▸ Extract:

Wednesday, October 7, 2020

Book Review: She Lies Close

By Jami Deise

Most modern domestic thrillers follow a similar trajectory and tone: Frazzled mother, something small happens, something bigger happens, then something happens to the child. The screws tighten predictably as the tension builds until the final climax of the book. The villain is revealed to be the heroine’s best friend/husband/next-door neighbor. It’s a good, satisfying structure that works. But sometimes it makes things a little too neat. Sometimes a reader wants to get outside the box just a little.

Debut author Sharon Doering breaks some rules in her domestic thriller, She Lies Close, and the book is that much more enjoyable because of it. Her protagonist, Grace Wright, is recently divorced with two young children. She finds herself in the middle of a mystery, but Doering recognizes that even while the screws turn, a mom has to deal with runny noses, dog issues, inappropriate humor, immature ex-husbands, and all the messiness of life. Sometimes a person can’t worry about the kidnapper next door because she has body fluids in the refrigerator.

▸ About this exercise:
Repeat the passage from the review above word for word, beginning at the words "Wednesday, October 7, 2020" and stopping after "just a little.".

▸ Saved data entries:
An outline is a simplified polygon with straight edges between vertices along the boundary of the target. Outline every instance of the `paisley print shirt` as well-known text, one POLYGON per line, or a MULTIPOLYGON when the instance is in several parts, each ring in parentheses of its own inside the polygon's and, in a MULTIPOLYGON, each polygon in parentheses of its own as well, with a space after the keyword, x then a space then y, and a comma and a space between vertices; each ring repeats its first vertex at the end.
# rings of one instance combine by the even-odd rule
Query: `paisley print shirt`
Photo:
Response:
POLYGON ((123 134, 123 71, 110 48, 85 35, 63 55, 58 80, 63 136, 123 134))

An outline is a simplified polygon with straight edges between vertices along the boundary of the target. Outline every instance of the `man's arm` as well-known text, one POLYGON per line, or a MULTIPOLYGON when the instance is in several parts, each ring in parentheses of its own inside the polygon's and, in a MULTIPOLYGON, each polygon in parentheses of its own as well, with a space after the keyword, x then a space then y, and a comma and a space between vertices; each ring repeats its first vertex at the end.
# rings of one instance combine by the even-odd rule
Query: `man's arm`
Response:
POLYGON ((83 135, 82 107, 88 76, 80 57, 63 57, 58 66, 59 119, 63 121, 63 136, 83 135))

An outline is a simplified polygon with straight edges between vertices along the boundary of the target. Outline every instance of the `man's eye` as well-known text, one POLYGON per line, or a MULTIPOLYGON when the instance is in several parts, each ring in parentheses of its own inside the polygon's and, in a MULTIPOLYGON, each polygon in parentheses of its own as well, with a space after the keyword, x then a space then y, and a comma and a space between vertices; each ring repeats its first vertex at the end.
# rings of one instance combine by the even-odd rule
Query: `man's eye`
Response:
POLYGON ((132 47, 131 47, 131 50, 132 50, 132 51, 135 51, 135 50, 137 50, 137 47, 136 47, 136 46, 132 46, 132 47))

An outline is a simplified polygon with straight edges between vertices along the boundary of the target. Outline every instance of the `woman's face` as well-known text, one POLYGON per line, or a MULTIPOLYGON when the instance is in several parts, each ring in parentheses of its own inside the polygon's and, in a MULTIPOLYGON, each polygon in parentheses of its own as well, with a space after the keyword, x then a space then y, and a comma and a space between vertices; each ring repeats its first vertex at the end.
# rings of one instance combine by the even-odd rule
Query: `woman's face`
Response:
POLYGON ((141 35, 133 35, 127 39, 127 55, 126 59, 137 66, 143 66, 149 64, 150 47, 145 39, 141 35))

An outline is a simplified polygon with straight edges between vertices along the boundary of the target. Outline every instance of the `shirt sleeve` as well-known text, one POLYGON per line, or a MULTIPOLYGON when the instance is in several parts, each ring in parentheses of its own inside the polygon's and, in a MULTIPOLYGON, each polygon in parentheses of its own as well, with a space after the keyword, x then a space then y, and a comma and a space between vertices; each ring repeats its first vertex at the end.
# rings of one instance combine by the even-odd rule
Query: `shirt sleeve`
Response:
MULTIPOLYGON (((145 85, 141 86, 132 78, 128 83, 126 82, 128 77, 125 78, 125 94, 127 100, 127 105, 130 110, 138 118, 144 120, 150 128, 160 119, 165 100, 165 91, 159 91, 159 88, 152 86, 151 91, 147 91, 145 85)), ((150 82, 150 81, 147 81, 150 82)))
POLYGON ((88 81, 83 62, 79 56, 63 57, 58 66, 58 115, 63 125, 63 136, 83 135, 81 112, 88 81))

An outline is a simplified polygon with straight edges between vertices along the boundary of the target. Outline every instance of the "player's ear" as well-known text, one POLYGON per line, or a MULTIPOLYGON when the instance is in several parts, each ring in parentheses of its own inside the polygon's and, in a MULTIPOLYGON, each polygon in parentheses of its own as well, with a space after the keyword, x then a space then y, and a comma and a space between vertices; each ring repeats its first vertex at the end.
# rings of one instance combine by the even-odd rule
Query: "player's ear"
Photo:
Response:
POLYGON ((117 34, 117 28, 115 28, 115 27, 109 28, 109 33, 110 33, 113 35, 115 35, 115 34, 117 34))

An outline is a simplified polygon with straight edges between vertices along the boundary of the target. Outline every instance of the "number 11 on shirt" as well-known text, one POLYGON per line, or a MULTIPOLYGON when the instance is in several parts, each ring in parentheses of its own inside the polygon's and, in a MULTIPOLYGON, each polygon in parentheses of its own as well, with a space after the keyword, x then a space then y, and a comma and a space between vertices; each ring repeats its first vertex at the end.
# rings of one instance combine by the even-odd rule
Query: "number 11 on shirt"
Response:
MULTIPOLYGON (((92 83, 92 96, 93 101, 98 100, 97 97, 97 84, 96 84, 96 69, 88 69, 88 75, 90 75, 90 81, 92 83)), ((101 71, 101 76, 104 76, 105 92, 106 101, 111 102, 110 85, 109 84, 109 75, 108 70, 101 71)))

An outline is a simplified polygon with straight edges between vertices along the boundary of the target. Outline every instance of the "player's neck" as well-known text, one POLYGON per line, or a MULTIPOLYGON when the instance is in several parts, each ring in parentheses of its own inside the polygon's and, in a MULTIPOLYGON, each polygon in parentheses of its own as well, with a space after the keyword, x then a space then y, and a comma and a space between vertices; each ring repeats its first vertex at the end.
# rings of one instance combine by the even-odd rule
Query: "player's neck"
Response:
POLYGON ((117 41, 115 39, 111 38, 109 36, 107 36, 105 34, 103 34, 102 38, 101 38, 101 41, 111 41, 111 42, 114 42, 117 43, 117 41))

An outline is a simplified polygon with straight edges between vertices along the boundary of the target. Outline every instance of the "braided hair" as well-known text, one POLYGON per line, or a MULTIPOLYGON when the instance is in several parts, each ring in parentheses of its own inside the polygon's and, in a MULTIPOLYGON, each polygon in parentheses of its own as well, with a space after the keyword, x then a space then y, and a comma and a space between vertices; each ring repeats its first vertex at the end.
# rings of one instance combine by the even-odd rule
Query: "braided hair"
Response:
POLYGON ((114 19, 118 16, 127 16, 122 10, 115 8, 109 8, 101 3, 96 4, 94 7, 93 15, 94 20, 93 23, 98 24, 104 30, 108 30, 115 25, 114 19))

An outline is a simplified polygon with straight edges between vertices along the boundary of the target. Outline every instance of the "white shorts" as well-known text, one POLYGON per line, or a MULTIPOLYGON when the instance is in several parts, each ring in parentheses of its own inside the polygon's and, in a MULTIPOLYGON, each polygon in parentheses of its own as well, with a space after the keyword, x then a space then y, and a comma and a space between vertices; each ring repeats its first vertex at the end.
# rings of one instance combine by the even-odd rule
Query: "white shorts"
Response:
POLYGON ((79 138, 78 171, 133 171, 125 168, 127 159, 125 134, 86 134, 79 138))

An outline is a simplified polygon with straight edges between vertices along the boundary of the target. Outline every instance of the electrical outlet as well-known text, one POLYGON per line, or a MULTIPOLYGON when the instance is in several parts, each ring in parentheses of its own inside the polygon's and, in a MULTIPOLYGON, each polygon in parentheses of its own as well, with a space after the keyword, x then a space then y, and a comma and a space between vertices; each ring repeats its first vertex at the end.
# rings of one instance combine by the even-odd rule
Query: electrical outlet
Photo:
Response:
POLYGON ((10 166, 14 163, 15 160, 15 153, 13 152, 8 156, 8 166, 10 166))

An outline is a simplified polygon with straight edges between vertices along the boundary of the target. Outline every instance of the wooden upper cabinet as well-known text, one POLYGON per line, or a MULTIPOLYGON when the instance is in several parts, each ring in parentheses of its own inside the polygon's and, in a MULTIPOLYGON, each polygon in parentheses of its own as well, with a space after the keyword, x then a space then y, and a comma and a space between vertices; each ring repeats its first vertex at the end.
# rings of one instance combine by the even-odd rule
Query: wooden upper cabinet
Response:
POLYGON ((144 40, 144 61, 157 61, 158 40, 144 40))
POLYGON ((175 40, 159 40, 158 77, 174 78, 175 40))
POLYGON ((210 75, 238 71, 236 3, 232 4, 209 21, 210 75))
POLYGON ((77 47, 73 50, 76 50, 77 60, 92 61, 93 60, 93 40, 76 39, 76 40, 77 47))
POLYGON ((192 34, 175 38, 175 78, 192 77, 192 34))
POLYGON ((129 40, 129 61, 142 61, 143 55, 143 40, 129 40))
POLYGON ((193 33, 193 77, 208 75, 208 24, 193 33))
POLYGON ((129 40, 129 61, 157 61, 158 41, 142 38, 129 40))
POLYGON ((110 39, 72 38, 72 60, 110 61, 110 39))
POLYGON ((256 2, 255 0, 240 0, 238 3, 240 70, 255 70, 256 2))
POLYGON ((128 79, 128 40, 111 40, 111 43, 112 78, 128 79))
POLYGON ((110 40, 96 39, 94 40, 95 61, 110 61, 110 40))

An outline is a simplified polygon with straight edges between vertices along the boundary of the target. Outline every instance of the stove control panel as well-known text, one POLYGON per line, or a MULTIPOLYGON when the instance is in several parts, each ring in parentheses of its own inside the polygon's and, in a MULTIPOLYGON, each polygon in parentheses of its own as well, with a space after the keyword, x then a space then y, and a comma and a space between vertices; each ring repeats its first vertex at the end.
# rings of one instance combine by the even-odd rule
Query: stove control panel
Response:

▸ Finished task:
Wednesday, October 7, 2020

Book Review: She Lies Close

By Jami Deise

Most modern domestic thrillers follow a similar trajectory and tone: Frazzled mother, something small happens, something bigger happens, then something happens to the child. The screws tighten predictably as the tension builds until the final climax of the book. The villain is revealed to be the heroine’s best friend/husband/next-door neighbor. It’s a good, satisfying structure that works. But sometimes it makes things a little too neat. Sometimes a reader wants to get outside the box just a little.